### Exercise material

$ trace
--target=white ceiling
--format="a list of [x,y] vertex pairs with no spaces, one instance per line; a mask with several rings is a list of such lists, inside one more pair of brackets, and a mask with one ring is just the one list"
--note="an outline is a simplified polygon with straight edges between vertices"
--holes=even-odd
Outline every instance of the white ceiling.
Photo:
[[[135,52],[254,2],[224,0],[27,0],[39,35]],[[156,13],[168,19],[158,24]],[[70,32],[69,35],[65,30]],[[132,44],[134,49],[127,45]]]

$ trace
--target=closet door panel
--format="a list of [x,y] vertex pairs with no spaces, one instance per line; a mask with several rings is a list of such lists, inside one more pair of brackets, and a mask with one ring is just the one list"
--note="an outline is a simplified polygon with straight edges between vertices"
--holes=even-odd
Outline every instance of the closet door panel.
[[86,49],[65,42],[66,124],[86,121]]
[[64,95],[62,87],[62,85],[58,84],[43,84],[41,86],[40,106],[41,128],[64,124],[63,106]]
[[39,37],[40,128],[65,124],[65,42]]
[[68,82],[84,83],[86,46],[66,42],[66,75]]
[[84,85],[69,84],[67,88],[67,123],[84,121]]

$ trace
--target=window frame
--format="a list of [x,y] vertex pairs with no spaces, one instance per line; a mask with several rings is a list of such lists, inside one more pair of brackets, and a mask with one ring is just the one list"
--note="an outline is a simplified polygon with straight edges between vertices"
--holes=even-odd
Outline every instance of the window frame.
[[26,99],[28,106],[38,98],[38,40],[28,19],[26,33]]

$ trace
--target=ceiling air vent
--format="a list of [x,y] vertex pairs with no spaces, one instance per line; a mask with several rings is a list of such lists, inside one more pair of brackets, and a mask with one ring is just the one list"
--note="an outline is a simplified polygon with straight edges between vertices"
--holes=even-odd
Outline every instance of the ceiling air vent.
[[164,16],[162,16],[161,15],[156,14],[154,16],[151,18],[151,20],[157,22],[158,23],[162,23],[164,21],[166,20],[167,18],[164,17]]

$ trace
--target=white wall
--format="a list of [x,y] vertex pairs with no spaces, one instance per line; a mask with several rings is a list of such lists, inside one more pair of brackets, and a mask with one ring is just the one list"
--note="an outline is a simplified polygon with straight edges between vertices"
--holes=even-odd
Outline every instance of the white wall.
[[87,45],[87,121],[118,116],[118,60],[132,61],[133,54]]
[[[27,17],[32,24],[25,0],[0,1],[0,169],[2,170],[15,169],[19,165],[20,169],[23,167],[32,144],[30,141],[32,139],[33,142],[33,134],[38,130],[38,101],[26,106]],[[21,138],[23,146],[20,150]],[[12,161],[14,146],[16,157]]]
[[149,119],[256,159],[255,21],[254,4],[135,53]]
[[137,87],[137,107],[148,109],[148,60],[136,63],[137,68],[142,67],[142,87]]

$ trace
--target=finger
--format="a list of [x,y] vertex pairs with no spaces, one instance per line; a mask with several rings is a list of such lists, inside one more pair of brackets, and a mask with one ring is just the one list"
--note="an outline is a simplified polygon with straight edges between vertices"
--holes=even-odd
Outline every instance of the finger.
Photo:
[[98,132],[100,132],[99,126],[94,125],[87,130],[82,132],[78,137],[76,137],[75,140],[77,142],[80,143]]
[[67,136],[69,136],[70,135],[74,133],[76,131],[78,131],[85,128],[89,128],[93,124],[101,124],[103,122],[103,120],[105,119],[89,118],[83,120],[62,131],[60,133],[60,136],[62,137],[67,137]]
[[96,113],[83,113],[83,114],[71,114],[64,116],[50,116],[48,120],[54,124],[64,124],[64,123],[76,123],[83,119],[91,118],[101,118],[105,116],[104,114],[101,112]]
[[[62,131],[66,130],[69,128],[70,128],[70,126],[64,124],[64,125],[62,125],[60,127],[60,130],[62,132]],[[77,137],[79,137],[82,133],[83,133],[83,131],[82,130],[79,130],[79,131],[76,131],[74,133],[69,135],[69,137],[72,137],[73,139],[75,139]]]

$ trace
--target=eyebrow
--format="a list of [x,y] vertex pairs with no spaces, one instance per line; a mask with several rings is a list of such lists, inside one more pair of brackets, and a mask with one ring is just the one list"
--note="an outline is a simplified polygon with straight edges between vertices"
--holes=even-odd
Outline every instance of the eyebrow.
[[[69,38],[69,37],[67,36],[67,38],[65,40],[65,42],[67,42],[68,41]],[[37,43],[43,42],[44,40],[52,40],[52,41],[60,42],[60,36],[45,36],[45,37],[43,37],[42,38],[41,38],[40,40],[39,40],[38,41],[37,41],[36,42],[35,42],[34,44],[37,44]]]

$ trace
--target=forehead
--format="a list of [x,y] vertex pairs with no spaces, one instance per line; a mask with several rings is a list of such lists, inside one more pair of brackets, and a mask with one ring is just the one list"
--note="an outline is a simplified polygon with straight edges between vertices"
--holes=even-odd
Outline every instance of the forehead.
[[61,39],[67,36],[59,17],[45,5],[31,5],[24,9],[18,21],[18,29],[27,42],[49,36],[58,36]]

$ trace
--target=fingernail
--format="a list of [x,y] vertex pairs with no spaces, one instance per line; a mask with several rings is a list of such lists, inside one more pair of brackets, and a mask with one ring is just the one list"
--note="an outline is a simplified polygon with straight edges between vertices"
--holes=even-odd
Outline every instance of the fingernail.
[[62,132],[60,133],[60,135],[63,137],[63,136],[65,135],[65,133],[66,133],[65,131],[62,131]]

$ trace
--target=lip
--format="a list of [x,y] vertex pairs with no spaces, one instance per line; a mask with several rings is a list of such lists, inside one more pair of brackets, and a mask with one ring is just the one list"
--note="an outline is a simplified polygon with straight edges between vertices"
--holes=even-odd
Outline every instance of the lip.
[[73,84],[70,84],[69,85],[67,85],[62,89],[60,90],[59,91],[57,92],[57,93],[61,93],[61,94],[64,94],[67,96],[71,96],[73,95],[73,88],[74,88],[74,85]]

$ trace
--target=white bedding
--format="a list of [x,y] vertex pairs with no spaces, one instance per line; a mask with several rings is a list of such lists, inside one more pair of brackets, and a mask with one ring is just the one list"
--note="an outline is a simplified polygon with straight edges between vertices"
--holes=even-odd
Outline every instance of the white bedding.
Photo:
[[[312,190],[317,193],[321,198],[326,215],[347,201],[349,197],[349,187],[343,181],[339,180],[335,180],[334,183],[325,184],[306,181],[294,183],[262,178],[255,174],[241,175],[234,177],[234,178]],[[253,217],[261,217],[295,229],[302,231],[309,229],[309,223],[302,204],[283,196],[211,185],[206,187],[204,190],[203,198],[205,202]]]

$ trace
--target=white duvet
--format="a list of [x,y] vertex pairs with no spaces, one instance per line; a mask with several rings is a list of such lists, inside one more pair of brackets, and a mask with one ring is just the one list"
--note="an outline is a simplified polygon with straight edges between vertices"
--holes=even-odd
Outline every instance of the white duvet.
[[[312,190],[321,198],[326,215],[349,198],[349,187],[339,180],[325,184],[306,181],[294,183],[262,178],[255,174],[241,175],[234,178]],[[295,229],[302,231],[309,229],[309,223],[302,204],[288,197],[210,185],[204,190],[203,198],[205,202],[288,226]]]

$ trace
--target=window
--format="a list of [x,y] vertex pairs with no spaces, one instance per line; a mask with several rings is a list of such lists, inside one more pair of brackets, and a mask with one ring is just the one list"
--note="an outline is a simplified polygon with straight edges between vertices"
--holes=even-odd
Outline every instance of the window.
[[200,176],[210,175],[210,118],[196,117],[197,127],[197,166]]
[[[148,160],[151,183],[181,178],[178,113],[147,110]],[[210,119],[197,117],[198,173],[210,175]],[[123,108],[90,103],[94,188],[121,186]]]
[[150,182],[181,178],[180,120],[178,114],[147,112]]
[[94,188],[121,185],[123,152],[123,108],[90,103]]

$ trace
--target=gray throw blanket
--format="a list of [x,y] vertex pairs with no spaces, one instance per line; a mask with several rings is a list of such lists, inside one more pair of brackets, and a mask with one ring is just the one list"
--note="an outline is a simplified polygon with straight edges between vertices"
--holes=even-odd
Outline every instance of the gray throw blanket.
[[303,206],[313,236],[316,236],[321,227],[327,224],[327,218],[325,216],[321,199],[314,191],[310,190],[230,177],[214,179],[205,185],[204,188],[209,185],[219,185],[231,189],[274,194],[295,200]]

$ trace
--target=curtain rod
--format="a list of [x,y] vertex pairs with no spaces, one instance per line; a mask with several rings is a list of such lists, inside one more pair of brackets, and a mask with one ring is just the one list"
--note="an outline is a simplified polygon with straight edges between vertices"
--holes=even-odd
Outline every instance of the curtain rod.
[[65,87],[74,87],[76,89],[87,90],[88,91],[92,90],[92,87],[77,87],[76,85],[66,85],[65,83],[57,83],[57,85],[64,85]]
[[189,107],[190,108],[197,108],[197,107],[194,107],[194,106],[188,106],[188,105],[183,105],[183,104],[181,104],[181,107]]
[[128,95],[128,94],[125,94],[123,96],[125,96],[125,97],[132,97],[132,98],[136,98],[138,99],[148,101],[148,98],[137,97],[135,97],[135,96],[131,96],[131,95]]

######
### Exercise material

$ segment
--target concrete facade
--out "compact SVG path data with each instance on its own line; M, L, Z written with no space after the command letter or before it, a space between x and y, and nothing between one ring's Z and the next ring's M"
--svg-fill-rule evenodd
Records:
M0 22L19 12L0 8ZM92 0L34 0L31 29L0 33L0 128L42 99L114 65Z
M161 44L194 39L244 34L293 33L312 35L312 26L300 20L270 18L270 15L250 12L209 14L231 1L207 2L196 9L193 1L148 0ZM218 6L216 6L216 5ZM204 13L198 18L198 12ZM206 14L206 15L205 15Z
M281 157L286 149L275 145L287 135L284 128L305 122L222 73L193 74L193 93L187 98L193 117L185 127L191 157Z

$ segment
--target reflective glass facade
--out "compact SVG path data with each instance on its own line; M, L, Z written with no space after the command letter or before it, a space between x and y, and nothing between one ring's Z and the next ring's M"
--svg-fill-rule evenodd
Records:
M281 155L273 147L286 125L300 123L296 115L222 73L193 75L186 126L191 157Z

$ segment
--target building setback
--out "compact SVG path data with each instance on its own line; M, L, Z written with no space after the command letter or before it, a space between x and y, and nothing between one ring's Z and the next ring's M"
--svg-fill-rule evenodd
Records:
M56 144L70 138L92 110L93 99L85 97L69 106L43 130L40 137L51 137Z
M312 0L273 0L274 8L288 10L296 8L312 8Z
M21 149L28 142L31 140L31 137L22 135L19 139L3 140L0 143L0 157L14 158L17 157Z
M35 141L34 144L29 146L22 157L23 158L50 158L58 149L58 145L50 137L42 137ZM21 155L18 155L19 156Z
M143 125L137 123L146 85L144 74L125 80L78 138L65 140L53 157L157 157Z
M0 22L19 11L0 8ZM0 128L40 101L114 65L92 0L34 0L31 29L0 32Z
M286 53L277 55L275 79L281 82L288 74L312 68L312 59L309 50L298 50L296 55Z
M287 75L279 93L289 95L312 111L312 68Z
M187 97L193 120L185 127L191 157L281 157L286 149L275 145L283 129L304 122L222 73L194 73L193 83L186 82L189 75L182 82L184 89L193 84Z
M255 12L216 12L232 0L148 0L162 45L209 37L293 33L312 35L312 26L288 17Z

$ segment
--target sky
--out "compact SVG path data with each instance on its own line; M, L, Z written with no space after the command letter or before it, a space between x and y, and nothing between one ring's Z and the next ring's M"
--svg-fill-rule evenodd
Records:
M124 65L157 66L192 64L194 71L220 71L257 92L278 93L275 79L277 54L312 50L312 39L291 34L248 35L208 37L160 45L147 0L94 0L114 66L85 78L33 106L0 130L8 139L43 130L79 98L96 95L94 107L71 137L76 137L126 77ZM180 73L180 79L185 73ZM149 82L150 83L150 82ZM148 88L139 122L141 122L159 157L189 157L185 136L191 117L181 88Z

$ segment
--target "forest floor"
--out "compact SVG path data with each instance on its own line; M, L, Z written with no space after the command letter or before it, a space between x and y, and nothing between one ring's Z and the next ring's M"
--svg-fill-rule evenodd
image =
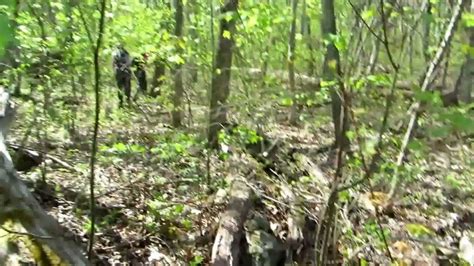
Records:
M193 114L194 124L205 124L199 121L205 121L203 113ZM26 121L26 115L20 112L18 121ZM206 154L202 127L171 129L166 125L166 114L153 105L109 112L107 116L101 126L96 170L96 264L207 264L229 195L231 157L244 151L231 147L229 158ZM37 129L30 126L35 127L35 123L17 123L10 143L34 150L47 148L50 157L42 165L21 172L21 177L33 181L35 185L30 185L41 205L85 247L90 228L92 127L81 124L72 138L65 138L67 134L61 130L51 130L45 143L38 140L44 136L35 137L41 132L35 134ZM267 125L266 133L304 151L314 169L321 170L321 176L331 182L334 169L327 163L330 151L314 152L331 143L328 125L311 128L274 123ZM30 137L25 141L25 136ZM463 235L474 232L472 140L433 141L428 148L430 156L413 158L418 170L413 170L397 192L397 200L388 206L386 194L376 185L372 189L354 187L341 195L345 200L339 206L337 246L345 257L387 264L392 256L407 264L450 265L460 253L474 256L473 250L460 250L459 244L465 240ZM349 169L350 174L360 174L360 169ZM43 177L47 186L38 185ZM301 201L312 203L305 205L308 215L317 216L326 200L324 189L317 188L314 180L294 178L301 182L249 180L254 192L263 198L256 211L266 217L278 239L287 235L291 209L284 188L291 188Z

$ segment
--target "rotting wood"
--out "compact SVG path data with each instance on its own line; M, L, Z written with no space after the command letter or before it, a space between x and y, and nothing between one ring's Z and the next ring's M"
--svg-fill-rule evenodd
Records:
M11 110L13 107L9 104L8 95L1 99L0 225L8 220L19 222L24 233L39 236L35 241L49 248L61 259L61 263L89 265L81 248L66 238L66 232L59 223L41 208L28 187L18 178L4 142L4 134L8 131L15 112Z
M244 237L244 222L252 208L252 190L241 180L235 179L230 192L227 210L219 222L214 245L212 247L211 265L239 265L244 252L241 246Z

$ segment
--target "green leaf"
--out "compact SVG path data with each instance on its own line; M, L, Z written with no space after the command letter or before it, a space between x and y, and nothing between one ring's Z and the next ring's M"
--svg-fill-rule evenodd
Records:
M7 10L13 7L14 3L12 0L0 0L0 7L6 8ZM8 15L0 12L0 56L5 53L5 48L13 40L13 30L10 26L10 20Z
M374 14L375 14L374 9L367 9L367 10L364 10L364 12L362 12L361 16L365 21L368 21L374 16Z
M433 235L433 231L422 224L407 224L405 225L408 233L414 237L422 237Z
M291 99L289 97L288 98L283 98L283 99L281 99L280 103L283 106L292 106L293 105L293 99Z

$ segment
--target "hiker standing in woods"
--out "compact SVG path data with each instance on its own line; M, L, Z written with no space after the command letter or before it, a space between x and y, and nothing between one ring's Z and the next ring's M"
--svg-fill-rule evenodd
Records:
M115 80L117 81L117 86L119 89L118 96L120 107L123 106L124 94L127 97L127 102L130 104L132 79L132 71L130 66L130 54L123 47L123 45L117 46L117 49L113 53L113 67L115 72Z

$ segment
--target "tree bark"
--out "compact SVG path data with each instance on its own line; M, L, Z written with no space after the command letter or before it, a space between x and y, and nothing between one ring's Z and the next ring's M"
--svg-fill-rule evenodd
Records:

######

- Problem details
Identify every line of the material above that contains the string "closet", treating case as significant, and copy each such line.

- Answer for this exercise
--target=closet door panel
Outline every instance of the closet door panel.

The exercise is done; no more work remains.